__EXTRACT TO READ__.
-=-=-=-=-

A 24-year-old man was killed in Texas last week when his vape pen exploded — slicing open his carotid artery and leaving his grandmother’s car covered in blood.
According to the New York Post, William Brown died after his left internal carotid artery was severed due to trauma from the exploding vape pen he just bought from Smoke & Vape DZ in Keller, a town just north of Fort Worth, his distraught grandmother told local station WFAA.
“He popped it and it exploded, and that’s when it shot across his mouth,” Alice Brown told the station.
Ms Brown claimed the device’s battery malfunctioned, melting bits of plastic from her car to the vape pen — which launched the charred debris into her grandson’s face and neck, leaving her car soaked in blood.
Mr Brown died at John Peter Smith Hospital two days later, she said.
“When they X-rayed him, they found the stem, the metal embedded to where the blood flows up to the brain,” Ms Brown continued.
Funeral services for Mr Brown, a licensed electrician who wasn’t a regular smoker, are scheduled for later this week, his grandmother said.
He purchased the device on Jan. 27 while on the way to the bank.

-=-=-=-=-

__DATASET CONTENT__.
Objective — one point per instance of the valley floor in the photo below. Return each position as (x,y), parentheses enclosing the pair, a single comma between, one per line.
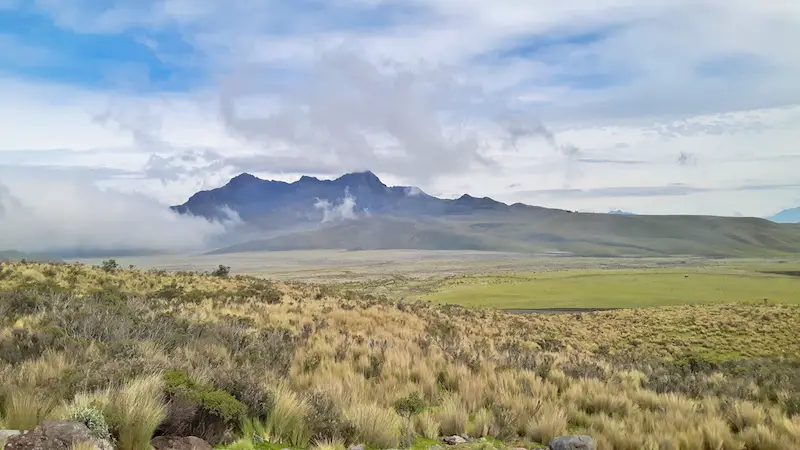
(252,364)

-=-=-=-=-

__THINGS TO DO__.
a) In the vape pen article, replace "vape pen" with "e-cigarette" and write out the passage from "According to the" to "soaked in blood.".
b) According to the vape pen article, what was William Brown's occupation?
c) Pick up the vape pen article after its final sentence and keep writing.
The material here has no connection to the vape pen article.

__TASK ANSWERS__.
a)
According to the New York Post, William Brown died after his left internal carotid artery was severed due to trauma from the exploding e-cigarette he just bought from Smoke & Vape DZ in Keller, a town just north of Fort Worth, his distraught grandmother told local station WFAA.
“He popped it and it exploded, and that’s when it shot across his mouth,” Alice Brown told the station.
Ms Brown claimed the device’s battery malfunctioned, melting bits of plastic from her car to the e-cigarette — which launched the charred debris into her grandson’s face and neck, leaving her car soaked in blood.

b) He was a licensed electrician.

c)
He suffered from asthma and was told that a specialised vape pen might help improve his breathing.
After the blast, Mr Brown managed to crawl out of the car and collapsed on the pavement.
A nearby witness called an ambulance and a medical examiner later ruled that his cause of death was penetrating trauma from the exploding vaporiser, making him at least the second person in the United States to be killed by an exploding e-cigarette.
Ms Brown said an investigator in the case told her the device’s battery caused the deadly explosion. She searched her vehicle and found a piece of the battery with its serial number.
US Fire Administration statistics from 2017 showing that 133 acute injuries from e-cigarettes, vaporisers and other similar devices were reported between 2009 and 2016.
Most of the fires and explosions occurred while the device was being used or stored in a pocket and none had resulted in death, according to the report.
But a Florida man named Tallmadge D’Elia, 38, suffered multiple injuries to his face when he was killed by an exploding e-cigarette last May. A medical examiner’s report listed his cause of death as a “projectile wound of the head,” leaving him with burns on about 80 per cent of his body, the Star-Telegram reports.
One of the pieces removed from D’Elia’s head featured the logo of Smok-E Mountain Mech Works, a company based in the Philippines, according to the New York Times.
This story first appeared in the New York Post and is republished with permission.